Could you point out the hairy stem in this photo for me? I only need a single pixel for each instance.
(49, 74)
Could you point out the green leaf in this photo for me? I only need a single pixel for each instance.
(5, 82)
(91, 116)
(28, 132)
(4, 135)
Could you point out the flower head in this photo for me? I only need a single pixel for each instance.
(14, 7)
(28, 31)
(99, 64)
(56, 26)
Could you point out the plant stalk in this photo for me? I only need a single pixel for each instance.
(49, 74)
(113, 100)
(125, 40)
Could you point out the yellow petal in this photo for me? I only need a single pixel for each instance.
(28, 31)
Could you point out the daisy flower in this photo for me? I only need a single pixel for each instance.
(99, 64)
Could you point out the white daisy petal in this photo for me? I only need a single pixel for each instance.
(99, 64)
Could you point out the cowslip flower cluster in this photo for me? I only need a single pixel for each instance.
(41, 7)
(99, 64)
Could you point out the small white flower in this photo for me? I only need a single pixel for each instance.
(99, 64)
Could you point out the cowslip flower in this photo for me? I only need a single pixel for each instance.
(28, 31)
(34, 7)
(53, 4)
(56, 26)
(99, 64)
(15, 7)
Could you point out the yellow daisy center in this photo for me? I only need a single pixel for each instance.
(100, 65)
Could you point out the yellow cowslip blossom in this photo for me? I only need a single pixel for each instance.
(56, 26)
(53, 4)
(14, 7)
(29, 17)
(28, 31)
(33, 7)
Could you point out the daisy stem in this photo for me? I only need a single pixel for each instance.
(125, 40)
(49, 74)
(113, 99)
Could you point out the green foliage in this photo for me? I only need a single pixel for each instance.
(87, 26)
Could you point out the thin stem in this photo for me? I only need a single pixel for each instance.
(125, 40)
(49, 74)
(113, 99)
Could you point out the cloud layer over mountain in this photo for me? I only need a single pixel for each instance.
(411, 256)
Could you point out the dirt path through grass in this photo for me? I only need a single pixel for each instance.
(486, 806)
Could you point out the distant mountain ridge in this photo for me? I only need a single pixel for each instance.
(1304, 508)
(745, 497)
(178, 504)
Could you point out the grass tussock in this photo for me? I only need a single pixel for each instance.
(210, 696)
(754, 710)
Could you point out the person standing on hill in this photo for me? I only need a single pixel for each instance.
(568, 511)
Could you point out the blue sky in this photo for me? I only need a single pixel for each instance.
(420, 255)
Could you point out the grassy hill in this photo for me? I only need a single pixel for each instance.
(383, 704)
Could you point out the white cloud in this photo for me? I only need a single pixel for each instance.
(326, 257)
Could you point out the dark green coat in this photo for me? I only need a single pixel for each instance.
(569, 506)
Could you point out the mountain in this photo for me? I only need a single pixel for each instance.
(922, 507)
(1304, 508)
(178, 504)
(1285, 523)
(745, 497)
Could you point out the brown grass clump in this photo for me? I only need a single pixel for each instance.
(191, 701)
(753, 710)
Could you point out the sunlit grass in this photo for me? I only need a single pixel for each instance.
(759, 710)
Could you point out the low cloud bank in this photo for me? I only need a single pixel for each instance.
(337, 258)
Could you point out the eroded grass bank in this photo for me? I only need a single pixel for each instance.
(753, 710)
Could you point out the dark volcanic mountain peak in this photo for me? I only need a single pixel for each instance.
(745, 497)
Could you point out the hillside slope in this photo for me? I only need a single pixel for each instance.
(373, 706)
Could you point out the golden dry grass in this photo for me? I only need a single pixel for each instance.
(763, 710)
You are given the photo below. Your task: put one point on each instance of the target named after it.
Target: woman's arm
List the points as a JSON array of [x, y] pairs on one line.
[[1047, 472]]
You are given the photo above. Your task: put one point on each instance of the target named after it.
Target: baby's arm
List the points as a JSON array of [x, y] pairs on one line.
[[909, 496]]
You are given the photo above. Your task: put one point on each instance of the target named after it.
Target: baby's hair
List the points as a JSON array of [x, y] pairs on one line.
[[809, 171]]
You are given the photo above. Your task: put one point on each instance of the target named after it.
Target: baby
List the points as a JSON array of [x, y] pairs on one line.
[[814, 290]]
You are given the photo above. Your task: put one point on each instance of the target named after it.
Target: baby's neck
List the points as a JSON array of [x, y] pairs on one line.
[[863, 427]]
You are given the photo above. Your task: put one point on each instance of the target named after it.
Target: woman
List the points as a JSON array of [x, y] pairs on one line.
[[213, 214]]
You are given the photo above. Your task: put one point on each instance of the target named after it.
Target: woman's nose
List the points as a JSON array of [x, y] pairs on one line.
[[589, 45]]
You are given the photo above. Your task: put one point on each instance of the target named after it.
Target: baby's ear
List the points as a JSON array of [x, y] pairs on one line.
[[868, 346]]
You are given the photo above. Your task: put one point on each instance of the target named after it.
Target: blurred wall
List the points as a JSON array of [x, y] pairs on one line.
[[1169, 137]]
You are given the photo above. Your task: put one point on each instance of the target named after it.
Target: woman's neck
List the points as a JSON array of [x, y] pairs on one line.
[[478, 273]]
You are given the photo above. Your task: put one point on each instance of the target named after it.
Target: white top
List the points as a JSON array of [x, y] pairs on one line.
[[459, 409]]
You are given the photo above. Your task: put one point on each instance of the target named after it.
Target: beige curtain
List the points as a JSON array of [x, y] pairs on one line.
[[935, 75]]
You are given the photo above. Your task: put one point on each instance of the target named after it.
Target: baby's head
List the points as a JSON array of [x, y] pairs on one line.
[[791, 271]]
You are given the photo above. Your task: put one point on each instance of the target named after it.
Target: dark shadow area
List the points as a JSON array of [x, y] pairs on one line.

*Work request*.
Please return the records above exactly as they are written.

*Written response*.
Could you point out the hairy stem in this photo for me? I only need a single pixel for each instance.
(49, 74)
Could you point out the green leaf in this photo for me? I only need a single pixel for each instance.
(5, 82)
(91, 116)
(28, 132)
(4, 135)
Could you point out the flower head in this photo for me? I only need a single pixel for each instance.
(14, 7)
(28, 31)
(99, 64)
(56, 26)
Could you point out the plant stalk in this photo for me? I only need a single pixel for each instance.
(49, 74)
(113, 100)
(125, 40)
Could you point out the yellow petal in this photo for me? I only need a single pixel for each instance.
(28, 31)
Could you point out the daisy flower in this photo for me? I only need a single pixel for each instance.
(99, 64)
Could you point out the white daisy petal in this photo for me? I only need a single pixel for each instance.
(99, 64)
Could you point out the cowslip flower cluster in this photo for me? I only need a single pixel for each instance.
(41, 7)
(99, 64)
Could you point out the small white flower in this photo for me? I only need a single pixel for each instance.
(99, 64)
Could you point out the cowslip flower in this photo for me? I only need a single pixel for each instance.
(28, 31)
(34, 7)
(53, 4)
(56, 26)
(99, 64)
(15, 7)
Could you point out the yellow daisy center in this photo for me? I only need a single pixel for each instance.
(100, 65)
Could you point out the yellow cowslip blossom in this photo for me? I only need a single pixel for each instance.
(56, 26)
(53, 4)
(14, 7)
(29, 17)
(28, 31)
(33, 7)
Could you point out the daisy stem in this photo for me? I only need a single pixel for each instance.
(125, 40)
(49, 74)
(113, 99)
Could you point out the green foliage in this photo for me? I only need a single pixel for each instance.
(87, 26)
Could you point out the thin stem in this photo for me? I only need a single pixel for each instance.
(125, 40)
(49, 74)
(113, 99)
Could you point out the cloud layer over mountain in this photo for me? I only need a single pixel for each instance.
(411, 256)
Could you point out the dirt path through grass in this photo for me? I only need a single pixel for each instance.
(486, 806)
Could you point out the distant mountain ridge in this photo for me? I only need a single pixel for each instance.
(1304, 508)
(745, 497)
(178, 504)
Could you point out the grass tussock in this photo for me? I only need a single pixel for each instance.
(210, 696)
(754, 710)
Could you point out the person standing on hill in this photo for me? I only need a single pixel for each instance.
(568, 511)
Could you point out the blue sky in this photo for me? I only need a single pixel for each instance.
(420, 255)
Could you point out the grassy hill in this photo for me? I only need a single pixel for each instance.
(383, 704)
Could you point out the white cloud in this photo for me? I only need a single pixel for each instance.
(326, 257)
Could you point out the dark green coat in this photo for me? I only need a single pixel for each instance.
(569, 506)
Could you point out the mountain in this photo for me? I only need a single pixel for each instance.
(922, 507)
(1304, 508)
(178, 504)
(1285, 523)
(745, 497)
Could you point out the brown grass clump in this photo for me? I only need a single pixel for each instance.
(191, 701)
(753, 710)
Could you point out the sunlit grass in this photo for me? I only need a single pixel for each instance.
(759, 710)
Could you point out the low cloud bank in this photo for me? I only need a single pixel for each instance.
(337, 258)
Could you point out the eroded grass bank in this photo for me? I only need a single pixel for each instance.
(753, 710)
Could you point out the dark volcanic mountain peak in this photo for me? I only need a single pixel for each instance.
(745, 497)
Could you point out the hillside slope in this photo for me? I only need a single pixel for each instance.
(373, 706)
Could you point out the golden dry grass in this photo for me? I only need a single pixel for each instance.
(763, 710)
You are given the photo below. Your task: put one point on each instance of the target named after it.
Target: woman's arm
List the points as a JSON array of [x, y] pairs on one line.
[[1047, 472]]
You are given the photo above. Your task: put one point on each instance of the target named after it.
Target: baby's arm
List the points as a JSON array of [x, y] pairs on one line.
[[909, 496]]
You are given the photo above. Your task: put one point on each instance of the target named after it.
Target: baby's hair
List the points as a JSON array of [x, y] pairs on one line.
[[809, 171]]
You are given the photo above. Your task: put one point on each instance of the target named after it.
Target: baby
List the points as a JSON array of [x, y] pairs on one line.
[[814, 290]]
You are given the photo above. Your task: put one point on each instance of the target named after it.
Target: baby's neck
List the points as a JSON array of [x, y] pairs on one line.
[[863, 427]]
You are given the photo above. Your task: put one point on each instance of the target named after it.
Target: woman
List the points as a JSON array of [x, y] pairs on one line.
[[213, 214]]
You are given the photo above. Your task: put one point on each instance of the target named after it.
Target: woman's nose
List the points as a JSON array of [x, y] pairs on one line.
[[589, 45]]
You are given the photo above. Your task: put one point on each instance of the target named after it.
Target: baby's ear
List the points as a JSON array of [x, y] pairs on one line.
[[868, 346]]
You are given the photo above. Your task: put one point on each instance of the target named after it.
Target: blurred wall
List the points as a JSON array of [x, y] pairs on one line.
[[1169, 137]]
You are given the photo above. Your task: put one point on each instance of the target named after it.
Target: woman's neck
List the points as a JSON array of [x, y] pairs on one line.
[[478, 273]]
You are given the photo above. Your task: put one point on each instance of the target named after it.
Target: white top
List the points as a JSON array of [x, y] pairs on one line.
[[459, 409]]
You are given the photo above. Your task: put one point on each instance of the target named after it.
Target: beige curtain
List the points as a JSON array of [x, y] pairs on one line.
[[935, 75]]
You are given the photo above. Your task: put one point on each instance of the target named after it.
Target: baby's head
List the points as a JSON array of [x, y] pairs on one line.
[[791, 271]]
You are given the photo above. Your task: put one point on each instance of the target named after it.
Target: dark shadow area
List the points as a JSON array of [x, y] pairs on one line.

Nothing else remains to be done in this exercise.